● Extracted text:
---

Football is a religion in Australia and broadcast rights for the AFL and NRL are the holy grail of entertainment. Seven, Foxtel and Telstra will pay $1.25 billion over the next five years for the rights to broadcast AFL matches. Foxtel subscribers will see every match live, either via the traditional Foxtel service, via Telstra’s T-Box or via Microsoft’s Xbox 360. Telstra is also offering every match live to its mobile customers, for $5 per match, $10 per month or $50 per season.

Telstra paid $153 million to the AFL for the right to simulcast live footy matches to mobile devices, so the AFL is obviously upset that Optus’ TV Now service lets you watch free-to-air television with only a slight delay. TV Now isn’t the first service to offer such features, but the sporting heavyweights have decided now is the time to fight back.

The AFL claims that Optus is stealing the footy coverage, but the courts found in Optus’ favour. The fight is far from over and the Federal government has even threaten to step in and change the law to protect broadcasting deals. Changing the law to make exemptions for powerful players is generally bad policymaking and it’s Australian viewers who will pay the price.

Under Australian copyright law, you’re allowed to record television to watch later – something known as time-shifting. It doesn’t matter whether it’s the AFL Grand Final or repeats or Gilligan’s Island, all free-to-air broadcasts are treated equally. Optus has extended this concept to mobile devices with TV Now, offering a Personal Video Recorder in the cloud so you can stream recordings straight to your smartphone. Optus isn’t broadcasting live television, only letting you watch something you recorded earlier.

---

Coordinate labeling data
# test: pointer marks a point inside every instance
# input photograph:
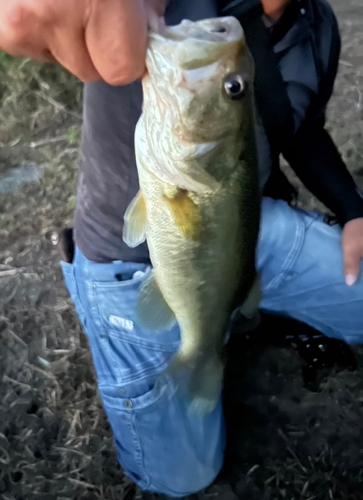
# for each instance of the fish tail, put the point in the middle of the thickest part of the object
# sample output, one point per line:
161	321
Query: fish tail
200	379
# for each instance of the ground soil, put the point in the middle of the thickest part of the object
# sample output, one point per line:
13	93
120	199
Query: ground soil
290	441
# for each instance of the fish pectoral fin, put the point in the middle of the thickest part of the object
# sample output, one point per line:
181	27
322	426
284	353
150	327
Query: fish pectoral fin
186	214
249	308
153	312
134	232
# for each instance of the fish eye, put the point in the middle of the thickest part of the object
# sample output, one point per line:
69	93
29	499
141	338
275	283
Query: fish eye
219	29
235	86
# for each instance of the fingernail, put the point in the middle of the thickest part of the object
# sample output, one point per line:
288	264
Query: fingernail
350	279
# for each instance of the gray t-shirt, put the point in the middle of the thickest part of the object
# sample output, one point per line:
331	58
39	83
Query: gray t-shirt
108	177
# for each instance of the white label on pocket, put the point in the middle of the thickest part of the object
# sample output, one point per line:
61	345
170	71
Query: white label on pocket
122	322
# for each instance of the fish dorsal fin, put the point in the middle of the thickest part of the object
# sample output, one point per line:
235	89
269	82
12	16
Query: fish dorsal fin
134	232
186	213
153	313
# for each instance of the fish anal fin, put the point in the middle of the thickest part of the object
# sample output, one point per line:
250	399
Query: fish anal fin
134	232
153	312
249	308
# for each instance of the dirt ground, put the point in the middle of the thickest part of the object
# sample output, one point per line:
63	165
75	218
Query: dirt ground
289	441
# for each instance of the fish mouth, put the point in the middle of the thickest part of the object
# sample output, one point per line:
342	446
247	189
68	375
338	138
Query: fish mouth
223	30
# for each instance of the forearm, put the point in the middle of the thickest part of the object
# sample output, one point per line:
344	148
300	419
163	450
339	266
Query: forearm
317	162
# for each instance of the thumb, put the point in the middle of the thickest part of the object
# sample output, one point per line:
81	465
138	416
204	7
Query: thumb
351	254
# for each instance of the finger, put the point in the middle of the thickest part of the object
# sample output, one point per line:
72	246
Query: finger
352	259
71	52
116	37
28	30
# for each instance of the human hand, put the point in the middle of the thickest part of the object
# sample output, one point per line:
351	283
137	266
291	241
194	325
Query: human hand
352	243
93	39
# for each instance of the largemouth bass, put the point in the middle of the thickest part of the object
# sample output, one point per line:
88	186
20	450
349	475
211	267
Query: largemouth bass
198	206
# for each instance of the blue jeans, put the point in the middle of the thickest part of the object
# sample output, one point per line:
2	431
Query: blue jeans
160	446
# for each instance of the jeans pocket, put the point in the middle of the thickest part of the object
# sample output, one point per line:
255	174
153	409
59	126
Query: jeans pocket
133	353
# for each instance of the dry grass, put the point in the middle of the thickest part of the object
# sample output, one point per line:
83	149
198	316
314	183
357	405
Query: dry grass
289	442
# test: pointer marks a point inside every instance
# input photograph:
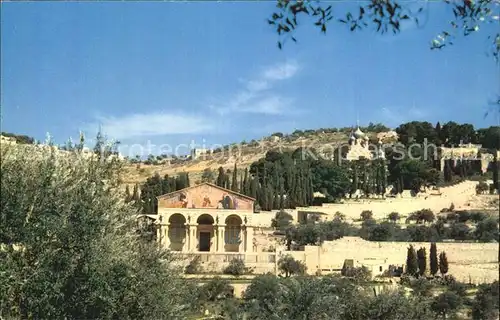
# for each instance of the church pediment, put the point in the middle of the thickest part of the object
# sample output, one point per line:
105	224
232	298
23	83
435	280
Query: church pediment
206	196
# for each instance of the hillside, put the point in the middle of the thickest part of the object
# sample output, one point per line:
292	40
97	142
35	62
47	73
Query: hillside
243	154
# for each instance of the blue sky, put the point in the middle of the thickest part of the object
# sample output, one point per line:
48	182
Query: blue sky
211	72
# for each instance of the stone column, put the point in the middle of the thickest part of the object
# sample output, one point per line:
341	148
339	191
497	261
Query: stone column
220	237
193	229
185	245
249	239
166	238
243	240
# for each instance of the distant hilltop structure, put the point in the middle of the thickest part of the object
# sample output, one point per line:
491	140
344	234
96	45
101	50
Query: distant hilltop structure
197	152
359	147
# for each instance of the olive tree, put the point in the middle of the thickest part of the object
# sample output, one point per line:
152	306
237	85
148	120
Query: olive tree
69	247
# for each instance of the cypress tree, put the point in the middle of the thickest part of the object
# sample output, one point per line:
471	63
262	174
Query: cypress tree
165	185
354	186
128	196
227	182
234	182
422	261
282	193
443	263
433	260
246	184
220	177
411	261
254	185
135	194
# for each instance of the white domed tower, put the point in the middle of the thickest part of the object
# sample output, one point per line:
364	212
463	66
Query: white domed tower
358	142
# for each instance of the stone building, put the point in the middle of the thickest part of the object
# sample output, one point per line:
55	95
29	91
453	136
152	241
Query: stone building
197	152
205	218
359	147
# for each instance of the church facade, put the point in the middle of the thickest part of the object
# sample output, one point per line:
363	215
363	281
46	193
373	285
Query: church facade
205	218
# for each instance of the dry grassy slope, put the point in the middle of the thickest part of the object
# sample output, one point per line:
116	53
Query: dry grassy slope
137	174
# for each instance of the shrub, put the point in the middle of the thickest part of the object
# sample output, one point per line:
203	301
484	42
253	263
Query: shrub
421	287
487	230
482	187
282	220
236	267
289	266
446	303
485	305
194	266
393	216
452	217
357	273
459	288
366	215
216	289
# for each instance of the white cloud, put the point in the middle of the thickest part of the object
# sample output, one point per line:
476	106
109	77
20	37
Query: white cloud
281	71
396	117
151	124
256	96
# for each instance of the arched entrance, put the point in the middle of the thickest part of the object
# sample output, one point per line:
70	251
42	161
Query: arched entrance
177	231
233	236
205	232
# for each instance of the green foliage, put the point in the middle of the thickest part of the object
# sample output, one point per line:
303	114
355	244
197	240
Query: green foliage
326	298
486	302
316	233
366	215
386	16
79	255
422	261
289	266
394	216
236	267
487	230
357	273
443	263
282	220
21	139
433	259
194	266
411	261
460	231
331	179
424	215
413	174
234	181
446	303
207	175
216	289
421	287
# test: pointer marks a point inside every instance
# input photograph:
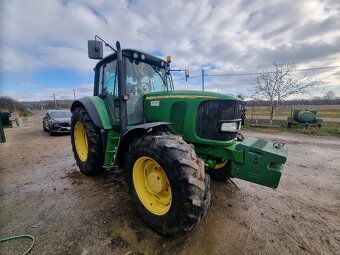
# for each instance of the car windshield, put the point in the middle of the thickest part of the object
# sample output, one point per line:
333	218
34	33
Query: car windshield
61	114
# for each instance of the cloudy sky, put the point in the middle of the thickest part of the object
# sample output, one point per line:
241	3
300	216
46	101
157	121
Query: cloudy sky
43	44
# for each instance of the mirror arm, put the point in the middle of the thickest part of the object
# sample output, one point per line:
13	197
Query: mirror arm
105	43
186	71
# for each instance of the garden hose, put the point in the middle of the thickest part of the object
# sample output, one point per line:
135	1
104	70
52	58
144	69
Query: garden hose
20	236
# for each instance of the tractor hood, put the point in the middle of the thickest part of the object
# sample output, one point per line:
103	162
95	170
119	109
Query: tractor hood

---

● Task requirements:
1. Repeat the passage of the article on AFL broadcast rights from "The AFL claims" to "pay the price.", word for word.
2. Carry on writing the article about AFL broadcast rights and Optus' TV Now service from the point where it stops.

● Answers for the exercise:
1.
The AFL claims that Optus is stealing the footy coverage, but the courts found in Optus’ favour. The fight is far from over and the Federal government has even threaten to step in and change the law to protect broadcasting deals. Changing the law to make exemptions for powerful players is generally bad policymaking and it’s Australian viewers who will pay the price.

2.
The trouble is that, like many lounge room-based PVRs, TV Now offers “chasing playback” – letting you watch the start of a show while you’re still recording the end. So you can record the football and then start watching on a 90-second delay. The AFL says this is as good as live and wants it stopped, but the courts believe that TV Now falls under the same laws that let you time-shift television at home. The fact you’re watching it on a mobile device is irrelevant.

The core of the problem is that the AFL/Telstra deal sold off something that isn’t for sale; the public’s rights under copyright law. The AFL sold Telstra the exclusive right to simulcast live football matches to mobile devices. But the AFL seems to believe that Telstra’s service should be the only way to watch football on mobile devices. They’re not the same thing. It’s like the AFL granting Telstra the right to sell stubby holders in team colours but Telstra believing it has the exclusive right to sell beer.

Either the AFL sold something it didn’t have the right to sell or Telstra didn’t understand what it was buying. Either way, the government shouldn’t change the law to let them get away with it.